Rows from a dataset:

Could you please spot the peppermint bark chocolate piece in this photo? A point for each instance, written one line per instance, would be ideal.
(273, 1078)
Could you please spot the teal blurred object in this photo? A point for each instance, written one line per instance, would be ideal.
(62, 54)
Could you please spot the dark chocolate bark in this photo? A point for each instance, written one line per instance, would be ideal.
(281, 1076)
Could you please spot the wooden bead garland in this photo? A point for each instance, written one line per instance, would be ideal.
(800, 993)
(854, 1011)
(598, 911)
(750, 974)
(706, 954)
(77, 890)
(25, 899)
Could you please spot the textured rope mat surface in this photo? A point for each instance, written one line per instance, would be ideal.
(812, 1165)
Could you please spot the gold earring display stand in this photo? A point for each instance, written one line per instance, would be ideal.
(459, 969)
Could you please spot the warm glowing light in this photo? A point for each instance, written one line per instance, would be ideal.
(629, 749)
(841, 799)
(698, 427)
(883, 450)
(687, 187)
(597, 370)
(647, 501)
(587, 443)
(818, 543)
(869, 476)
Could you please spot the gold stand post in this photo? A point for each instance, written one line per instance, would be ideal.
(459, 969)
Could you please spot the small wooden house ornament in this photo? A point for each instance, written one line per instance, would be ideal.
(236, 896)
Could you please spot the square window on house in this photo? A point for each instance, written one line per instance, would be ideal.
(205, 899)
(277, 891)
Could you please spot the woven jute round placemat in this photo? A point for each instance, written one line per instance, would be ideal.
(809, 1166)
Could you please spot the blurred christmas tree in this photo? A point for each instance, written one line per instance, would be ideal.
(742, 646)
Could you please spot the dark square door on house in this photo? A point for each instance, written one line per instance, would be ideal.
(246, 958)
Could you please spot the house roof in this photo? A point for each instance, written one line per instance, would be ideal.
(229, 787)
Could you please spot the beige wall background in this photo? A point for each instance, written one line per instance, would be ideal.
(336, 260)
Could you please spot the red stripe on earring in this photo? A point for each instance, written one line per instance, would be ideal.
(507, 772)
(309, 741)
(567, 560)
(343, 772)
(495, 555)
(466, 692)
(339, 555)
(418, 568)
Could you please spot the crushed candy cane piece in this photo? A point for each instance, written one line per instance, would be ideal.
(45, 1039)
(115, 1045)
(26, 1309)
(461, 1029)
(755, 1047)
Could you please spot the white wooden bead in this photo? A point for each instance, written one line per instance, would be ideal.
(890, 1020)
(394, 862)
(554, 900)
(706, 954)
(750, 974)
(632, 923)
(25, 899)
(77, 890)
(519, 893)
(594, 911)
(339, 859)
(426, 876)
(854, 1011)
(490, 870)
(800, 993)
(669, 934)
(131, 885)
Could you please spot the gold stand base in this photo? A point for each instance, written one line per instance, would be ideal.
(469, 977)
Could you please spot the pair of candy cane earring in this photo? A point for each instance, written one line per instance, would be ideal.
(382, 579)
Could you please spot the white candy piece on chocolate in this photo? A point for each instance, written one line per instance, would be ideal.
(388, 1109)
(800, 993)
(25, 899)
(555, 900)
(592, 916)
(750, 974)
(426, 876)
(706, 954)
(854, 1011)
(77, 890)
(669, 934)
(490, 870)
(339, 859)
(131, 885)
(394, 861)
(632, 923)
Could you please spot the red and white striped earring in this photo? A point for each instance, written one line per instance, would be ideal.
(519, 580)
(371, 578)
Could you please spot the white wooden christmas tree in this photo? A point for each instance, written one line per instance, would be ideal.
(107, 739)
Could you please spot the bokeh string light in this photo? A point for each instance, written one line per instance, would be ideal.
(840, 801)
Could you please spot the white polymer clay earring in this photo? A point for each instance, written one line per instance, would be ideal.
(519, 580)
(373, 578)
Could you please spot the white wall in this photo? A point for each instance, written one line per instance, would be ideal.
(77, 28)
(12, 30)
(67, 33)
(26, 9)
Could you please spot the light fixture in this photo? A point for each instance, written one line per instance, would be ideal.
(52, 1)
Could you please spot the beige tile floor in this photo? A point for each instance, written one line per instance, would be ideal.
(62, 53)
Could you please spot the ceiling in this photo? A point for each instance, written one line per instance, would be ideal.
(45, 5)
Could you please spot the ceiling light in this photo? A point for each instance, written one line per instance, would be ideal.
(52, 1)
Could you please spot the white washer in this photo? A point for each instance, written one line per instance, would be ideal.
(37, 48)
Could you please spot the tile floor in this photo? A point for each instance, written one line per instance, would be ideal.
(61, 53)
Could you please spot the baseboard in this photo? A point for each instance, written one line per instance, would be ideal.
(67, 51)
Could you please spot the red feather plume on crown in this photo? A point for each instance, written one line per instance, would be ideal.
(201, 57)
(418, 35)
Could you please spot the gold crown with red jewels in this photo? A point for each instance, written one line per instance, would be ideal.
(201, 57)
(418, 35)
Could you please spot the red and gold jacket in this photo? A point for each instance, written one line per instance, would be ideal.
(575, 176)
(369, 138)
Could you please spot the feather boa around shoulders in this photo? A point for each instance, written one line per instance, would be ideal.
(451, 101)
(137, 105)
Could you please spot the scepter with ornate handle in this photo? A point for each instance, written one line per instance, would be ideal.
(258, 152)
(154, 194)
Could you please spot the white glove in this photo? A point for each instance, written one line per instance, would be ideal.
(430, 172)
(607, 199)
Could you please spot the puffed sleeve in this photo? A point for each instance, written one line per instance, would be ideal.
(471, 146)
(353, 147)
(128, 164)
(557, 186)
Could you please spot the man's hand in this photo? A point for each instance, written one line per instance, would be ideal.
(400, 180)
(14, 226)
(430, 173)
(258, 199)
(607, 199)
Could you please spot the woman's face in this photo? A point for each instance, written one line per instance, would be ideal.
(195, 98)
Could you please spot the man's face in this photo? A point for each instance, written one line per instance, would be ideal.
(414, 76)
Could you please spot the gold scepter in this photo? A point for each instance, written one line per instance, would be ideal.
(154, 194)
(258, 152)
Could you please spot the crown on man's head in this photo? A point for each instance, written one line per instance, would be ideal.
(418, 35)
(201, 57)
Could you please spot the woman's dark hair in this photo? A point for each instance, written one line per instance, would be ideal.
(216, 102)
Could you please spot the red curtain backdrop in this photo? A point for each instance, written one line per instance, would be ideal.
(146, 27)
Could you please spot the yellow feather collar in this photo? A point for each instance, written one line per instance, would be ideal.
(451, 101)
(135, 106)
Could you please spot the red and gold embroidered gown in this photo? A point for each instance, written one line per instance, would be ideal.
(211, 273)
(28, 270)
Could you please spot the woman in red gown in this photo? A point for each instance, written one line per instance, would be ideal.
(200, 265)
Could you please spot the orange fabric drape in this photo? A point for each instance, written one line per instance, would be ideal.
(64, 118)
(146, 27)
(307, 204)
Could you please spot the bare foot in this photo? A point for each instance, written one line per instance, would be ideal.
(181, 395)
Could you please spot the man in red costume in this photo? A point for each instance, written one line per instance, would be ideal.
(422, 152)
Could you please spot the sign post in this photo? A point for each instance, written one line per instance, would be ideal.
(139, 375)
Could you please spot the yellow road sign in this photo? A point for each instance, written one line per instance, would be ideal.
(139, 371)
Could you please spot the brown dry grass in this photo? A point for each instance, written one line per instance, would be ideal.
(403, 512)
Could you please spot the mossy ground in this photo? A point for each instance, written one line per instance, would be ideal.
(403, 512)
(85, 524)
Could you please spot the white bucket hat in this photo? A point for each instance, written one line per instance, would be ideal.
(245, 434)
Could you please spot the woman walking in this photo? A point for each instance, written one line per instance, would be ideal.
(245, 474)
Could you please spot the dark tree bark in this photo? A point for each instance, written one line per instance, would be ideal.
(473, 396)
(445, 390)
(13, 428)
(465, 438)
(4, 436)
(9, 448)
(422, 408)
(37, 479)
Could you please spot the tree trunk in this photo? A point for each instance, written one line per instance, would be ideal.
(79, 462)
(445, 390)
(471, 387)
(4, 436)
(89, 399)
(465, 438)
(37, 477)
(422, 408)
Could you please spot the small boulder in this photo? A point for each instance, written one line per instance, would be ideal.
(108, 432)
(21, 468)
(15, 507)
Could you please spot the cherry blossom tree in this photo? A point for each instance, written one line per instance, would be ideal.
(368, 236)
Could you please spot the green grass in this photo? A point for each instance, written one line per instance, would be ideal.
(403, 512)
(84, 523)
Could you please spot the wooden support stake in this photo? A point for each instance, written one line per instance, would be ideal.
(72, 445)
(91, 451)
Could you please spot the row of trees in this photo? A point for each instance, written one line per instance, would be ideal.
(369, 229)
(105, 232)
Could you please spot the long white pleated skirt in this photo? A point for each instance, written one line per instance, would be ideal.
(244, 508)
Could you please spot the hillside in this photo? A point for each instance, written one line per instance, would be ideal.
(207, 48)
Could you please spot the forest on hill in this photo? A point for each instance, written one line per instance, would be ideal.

--- WHAT THE TASK ASKS ---
Switch "teal" to "gray" in the entries, starting at the beginning and going on through the line with "(281, 1076)". Write those lines out again with nothing else changed.

--- WRITTEN ANSWER ---
Could you please spot the peppermint bark chocolate piece in this photo? A point for each instance, written one line per instance, would be ideal.
(273, 1078)
Could you please spot the gray blurred object in this photo? A point for each instance, written one line per instance, would be ideal.
(62, 54)
Could you please spot the dark chocolate bark in this photo? A point for each instance, written one line per instance, would be ideal.
(281, 1076)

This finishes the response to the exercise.